▸ **Text block**
§

Need more hardware information, paulineb. But the new slackellive-openbox-7.2 may someting to look into. It's 32bit and uses the package manager slapt-get, which was modeled after Debian's APT/apt-get.

I tried the 64bit version, slackellive64-openbox-7.2 on an old Dell Latitude D630 with 4GB Ram and SSD and was impressed. Salix devs came up with slapt-get. Slackel is derived from both Salix and Slackware. Doesn't use systemd. Here's a list of others that may work for you. AntiX is debian and so uses apt-get, as well.

Best wishes!
 
thanks, i'll try it.
in the meanwhile, what have i to figure about apt on non debians?
Do you mean your wondering if APT can be installed on non Debian systems?

The commandline utility that comes with a distro was designed to interpret and run commands on the system and do dependency resolution. Trying to install another type of commandline utility would collide
with the other utility that's installed. I don't think APT would be able to be installed on a non Debian system anyway.

Non Debian systems use another type of package management system that are like unto themselves.
For example Slackware uses slackpkg, Arch Linux uses pacman and Red Hat uses yum.

If you are accustom to using APT you could run MX Linux which is Debian based and was designed for older computers.

§

▸ **Short problem**
Rewrite the Linux forum exchange from "thanks, i'll try" to "Hat uses yum.", putting "Fedora" in place of "Red Hat".

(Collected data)
§

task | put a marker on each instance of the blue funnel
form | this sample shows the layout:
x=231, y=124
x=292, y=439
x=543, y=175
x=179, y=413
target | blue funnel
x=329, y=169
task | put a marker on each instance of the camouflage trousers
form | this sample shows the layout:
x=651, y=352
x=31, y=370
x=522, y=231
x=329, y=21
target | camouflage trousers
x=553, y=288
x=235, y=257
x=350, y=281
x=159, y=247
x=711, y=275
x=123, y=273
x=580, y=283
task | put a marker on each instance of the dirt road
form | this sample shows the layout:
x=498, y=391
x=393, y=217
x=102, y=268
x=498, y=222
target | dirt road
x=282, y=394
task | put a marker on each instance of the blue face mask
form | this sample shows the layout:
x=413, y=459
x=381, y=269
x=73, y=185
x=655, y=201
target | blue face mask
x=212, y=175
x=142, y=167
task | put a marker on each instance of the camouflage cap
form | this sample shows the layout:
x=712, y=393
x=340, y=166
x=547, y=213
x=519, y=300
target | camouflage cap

§

▸ **In response**
thanks, i'll try it.
in the meanwhile, what have i to figure about apt on non debians?
Do you mean your wondering if APT can be installed on non Debian systems?

The commandline utility that comes with a distro was designed to interpret and run commands on the system and do dependency resolution. Trying to install another type of commandline utility would collide
with the other utility that's installed. I don't think APT would be able to be installed on a non Debian system anyway.

Non Debian systems use another type of package management system that are like unto themselves.
For example Slackware uses slackpkg, Arch Linux uses pacman and Fedora uses yum.